START Record excerpts

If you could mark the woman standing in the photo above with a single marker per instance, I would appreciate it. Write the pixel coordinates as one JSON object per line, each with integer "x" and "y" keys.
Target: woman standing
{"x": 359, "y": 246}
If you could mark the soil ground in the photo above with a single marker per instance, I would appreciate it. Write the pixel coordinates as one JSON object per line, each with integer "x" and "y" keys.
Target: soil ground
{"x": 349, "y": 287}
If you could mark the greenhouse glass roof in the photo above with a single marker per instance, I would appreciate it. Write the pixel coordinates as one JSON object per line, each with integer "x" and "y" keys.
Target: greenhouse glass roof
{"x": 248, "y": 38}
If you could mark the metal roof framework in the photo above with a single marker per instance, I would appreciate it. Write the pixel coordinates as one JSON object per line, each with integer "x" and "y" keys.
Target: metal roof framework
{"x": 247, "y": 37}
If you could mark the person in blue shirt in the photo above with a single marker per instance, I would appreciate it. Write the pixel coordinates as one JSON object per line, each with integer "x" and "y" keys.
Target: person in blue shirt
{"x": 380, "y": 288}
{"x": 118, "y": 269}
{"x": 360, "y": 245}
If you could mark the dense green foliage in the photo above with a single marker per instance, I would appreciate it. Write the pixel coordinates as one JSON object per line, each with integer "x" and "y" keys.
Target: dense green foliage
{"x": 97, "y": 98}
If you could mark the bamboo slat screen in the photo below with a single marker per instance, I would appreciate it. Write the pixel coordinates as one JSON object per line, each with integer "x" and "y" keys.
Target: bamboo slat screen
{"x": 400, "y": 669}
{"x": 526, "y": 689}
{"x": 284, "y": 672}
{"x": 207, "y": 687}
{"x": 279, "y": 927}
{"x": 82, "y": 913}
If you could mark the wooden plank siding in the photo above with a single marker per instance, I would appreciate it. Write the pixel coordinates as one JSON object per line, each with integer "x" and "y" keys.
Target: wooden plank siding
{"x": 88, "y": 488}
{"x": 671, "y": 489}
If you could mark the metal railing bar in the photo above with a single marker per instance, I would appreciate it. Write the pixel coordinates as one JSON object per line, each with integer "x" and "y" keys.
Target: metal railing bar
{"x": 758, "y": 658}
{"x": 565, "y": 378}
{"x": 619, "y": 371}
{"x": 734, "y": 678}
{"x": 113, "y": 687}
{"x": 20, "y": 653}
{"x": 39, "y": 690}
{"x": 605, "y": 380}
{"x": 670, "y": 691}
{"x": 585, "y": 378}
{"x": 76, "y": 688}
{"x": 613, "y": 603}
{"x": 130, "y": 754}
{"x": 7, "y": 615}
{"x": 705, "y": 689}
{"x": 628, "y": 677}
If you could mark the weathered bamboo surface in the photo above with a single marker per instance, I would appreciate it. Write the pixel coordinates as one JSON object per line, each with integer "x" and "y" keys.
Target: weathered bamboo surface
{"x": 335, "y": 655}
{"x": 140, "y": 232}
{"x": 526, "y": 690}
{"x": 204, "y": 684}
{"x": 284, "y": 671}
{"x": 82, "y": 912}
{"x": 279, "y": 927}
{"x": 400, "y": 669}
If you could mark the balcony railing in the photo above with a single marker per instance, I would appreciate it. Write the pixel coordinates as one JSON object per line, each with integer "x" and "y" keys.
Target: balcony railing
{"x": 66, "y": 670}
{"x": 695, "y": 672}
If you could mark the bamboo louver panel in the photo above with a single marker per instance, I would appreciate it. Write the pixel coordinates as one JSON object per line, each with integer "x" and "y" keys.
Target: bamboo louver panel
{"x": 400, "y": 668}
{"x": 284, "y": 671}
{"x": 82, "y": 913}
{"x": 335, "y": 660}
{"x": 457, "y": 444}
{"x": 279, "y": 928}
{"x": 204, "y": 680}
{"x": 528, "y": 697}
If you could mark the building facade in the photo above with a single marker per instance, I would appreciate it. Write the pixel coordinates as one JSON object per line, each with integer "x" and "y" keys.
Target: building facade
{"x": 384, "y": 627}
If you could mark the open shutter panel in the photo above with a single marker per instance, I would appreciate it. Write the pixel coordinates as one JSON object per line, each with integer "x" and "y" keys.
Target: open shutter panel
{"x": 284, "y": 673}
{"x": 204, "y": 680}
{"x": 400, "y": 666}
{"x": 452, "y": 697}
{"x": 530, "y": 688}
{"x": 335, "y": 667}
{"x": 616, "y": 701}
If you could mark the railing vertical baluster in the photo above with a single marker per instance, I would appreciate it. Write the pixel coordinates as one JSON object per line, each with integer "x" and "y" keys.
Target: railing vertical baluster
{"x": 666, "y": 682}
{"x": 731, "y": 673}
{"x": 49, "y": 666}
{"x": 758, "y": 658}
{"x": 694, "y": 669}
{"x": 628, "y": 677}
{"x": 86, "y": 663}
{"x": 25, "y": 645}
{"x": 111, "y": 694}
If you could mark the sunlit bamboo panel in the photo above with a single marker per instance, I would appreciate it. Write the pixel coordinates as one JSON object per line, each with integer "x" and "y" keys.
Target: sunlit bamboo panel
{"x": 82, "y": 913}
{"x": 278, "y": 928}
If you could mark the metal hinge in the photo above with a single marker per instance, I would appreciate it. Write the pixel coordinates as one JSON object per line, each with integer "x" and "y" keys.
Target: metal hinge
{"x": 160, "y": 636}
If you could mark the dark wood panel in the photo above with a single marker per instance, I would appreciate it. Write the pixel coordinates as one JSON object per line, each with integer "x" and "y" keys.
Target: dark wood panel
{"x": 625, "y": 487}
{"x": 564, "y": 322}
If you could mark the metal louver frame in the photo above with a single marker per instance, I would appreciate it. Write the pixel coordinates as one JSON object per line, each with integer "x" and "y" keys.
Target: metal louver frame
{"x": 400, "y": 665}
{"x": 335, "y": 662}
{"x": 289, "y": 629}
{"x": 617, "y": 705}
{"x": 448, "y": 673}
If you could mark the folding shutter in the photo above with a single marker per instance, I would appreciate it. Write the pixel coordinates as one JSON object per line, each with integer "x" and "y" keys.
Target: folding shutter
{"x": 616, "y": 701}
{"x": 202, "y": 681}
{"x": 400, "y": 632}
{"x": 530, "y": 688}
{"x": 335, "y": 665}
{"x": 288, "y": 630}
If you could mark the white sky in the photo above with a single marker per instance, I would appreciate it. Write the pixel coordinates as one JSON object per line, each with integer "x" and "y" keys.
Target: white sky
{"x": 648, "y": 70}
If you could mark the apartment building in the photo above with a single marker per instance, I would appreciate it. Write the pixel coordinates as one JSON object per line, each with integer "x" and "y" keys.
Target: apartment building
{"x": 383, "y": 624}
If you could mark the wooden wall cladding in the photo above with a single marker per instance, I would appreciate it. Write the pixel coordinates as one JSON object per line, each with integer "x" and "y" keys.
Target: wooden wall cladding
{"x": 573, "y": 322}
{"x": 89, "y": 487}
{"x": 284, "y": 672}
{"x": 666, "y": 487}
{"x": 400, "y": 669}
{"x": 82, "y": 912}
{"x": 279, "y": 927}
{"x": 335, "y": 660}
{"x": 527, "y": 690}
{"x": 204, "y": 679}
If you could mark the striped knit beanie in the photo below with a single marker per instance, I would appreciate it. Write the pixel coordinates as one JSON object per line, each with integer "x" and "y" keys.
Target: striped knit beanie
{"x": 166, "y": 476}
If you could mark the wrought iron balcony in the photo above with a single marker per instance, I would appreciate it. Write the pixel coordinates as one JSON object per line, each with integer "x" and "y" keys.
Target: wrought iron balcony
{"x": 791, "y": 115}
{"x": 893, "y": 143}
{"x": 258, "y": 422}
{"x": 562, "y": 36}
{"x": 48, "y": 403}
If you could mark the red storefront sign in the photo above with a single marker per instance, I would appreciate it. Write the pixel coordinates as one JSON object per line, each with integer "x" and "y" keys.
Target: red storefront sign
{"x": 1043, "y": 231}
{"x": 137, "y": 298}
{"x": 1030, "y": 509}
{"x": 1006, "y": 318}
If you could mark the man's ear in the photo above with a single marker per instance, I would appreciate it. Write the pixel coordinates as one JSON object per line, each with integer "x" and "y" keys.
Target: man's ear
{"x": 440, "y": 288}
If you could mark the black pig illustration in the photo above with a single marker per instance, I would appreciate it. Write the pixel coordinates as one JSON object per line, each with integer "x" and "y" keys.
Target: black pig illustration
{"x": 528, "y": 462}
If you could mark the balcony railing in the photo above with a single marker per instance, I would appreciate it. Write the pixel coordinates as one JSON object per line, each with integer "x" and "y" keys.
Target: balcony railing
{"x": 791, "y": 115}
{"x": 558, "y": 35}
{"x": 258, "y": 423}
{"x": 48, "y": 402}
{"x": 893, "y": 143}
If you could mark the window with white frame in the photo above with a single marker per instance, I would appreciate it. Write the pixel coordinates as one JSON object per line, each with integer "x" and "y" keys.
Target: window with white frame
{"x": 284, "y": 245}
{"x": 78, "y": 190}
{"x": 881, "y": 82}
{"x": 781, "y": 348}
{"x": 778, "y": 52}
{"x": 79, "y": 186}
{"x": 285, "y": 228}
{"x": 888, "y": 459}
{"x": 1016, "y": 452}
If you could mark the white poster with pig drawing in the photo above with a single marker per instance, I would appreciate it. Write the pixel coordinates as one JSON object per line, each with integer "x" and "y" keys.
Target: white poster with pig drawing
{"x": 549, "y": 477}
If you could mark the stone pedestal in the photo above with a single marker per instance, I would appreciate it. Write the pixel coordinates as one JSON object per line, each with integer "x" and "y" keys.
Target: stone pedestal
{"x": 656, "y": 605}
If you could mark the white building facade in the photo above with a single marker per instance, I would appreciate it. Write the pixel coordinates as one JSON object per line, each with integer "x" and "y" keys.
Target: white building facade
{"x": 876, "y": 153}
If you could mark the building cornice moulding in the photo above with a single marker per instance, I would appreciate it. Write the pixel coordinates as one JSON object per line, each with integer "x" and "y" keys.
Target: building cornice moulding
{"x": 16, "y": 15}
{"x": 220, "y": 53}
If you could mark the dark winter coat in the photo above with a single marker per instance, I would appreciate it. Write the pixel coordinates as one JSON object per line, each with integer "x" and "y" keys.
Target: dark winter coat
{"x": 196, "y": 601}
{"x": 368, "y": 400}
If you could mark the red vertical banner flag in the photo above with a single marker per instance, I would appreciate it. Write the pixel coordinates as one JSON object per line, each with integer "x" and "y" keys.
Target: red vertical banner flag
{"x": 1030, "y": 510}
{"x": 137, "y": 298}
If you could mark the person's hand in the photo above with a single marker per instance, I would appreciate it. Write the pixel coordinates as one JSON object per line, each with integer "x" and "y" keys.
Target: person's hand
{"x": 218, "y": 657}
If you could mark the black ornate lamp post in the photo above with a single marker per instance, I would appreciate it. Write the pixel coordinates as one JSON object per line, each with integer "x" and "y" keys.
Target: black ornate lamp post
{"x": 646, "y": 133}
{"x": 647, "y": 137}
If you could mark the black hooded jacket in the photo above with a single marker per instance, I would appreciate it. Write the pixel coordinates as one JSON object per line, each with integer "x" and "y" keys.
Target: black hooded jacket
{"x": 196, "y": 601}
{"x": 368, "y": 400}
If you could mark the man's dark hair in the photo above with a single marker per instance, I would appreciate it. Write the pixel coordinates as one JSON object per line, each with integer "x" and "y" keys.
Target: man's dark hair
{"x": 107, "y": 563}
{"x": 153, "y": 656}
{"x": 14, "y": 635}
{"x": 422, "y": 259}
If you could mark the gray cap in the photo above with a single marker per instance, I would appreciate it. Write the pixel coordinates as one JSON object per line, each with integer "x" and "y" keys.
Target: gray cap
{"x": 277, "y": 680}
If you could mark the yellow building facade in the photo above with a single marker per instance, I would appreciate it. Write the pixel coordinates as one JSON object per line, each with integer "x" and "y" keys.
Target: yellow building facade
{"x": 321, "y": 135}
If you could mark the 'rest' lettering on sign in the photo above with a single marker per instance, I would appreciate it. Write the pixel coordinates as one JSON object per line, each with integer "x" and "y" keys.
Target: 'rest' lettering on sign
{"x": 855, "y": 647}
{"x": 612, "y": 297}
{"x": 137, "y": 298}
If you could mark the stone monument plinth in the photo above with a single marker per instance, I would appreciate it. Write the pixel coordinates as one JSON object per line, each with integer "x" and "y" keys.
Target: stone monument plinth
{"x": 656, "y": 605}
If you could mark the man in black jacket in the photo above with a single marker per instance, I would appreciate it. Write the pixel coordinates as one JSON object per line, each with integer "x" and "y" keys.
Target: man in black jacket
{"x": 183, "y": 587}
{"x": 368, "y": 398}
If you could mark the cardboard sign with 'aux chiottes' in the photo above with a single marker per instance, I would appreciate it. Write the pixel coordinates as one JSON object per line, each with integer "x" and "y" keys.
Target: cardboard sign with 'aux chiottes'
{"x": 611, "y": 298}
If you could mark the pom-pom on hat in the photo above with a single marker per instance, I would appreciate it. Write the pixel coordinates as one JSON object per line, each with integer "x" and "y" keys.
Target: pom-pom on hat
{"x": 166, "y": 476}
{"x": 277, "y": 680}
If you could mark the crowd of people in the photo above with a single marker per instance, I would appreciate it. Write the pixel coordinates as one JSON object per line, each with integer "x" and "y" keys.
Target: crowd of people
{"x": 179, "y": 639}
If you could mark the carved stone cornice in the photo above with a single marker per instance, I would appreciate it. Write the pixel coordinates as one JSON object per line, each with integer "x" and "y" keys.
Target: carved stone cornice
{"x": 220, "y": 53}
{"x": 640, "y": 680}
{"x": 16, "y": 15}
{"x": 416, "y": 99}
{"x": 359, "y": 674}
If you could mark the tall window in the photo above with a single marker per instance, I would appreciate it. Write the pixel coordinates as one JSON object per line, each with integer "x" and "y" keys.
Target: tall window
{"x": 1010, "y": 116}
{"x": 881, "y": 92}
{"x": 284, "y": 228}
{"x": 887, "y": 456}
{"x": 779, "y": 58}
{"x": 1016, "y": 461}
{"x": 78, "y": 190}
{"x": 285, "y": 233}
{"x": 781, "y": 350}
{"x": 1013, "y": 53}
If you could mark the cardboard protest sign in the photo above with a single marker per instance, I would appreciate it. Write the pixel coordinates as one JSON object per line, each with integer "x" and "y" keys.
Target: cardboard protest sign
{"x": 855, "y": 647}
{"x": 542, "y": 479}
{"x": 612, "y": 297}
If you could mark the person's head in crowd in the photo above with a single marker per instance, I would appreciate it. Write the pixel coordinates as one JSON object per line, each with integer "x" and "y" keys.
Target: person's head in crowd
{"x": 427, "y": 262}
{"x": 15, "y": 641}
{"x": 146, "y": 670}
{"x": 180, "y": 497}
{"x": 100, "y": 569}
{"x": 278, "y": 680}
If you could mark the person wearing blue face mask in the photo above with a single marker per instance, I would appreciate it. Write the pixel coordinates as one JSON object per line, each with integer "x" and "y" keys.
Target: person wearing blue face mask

END Record excerpts

◆ Your task:
Find and copy each line above that includes the string "wearing".

◆ Exercise solution:
If you could mark the person wearing blue face mask in the photo above with a single marker per instance, I would appreciate it. Write the pixel coordinates as one JSON object per line, each with integer "x" and "y" keys.
Target: person wearing blue face mask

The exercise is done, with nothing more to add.